:: WORK TO COMPLETE ::
Every line of the material is to be quoted verbatim, minus the pictures.
start RECORDS SUPPLIED
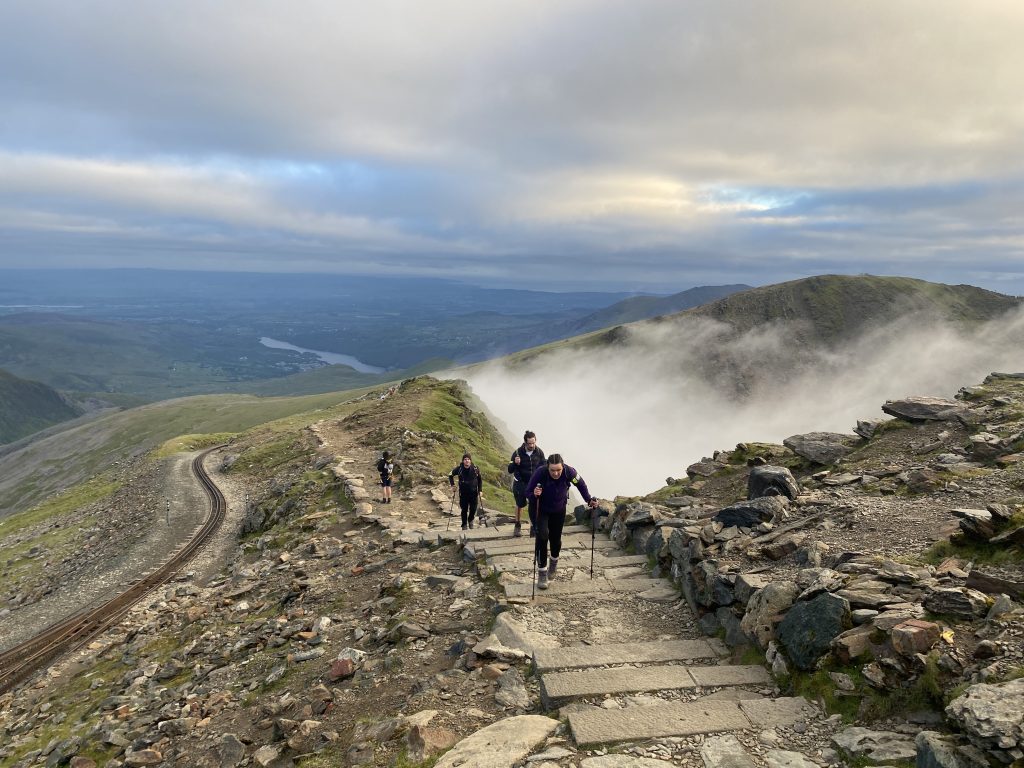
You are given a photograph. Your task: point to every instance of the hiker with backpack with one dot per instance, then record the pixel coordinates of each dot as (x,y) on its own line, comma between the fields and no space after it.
(524,462)
(385,467)
(549,487)
(470,488)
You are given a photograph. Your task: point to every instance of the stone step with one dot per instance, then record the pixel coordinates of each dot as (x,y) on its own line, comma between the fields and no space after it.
(596,726)
(597,585)
(580,656)
(505,531)
(525,546)
(558,688)
(571,558)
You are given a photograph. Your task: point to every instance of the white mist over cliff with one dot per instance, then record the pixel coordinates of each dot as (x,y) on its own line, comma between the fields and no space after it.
(630,415)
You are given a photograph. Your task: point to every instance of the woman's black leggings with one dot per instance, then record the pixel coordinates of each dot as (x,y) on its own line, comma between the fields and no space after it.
(549,526)
(467,503)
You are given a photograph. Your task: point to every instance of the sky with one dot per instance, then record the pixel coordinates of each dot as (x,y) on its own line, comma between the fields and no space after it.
(649,145)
end RECORDS SUPPLIED
:: WRITTEN ANSWER ::
You are given a photograph. Your task: point to every instance of the hiker with backpack with one dot per instance, then record the pixel coordinates of each dot as (x,y) on its own line, comma between the fields and no space after it.
(524,462)
(385,467)
(549,487)
(470,488)
You are given a photograph. Your task: point to every instance of the stone step with one dot per instance, then record the pixel coordinates of each dot as (x,y) on its own line, comma between the fields and no space after it.
(596,726)
(597,585)
(580,656)
(505,531)
(525,546)
(558,688)
(571,558)
You are given a photograph. Your task: point to every instance of the white mist over cliff with one dot per instance, then record the pixel coordinates of each dot as (x,y) on its own line, comma between the fields and no space after it.
(630,415)
You are given a photograph. Your task: point to every instance of the woman's black leggings with one dot per instance, then record the pixel coordinates of each dot as (x,y) on its own line, comma between the fields and no space after it.
(549,526)
(467,503)
You are given a photograph. Your task: point to every instance of the sky with one dot per instance, then record the pixel coordinates of each dot as (x,y) on its own line, comma between the fields and no space after it.
(649,145)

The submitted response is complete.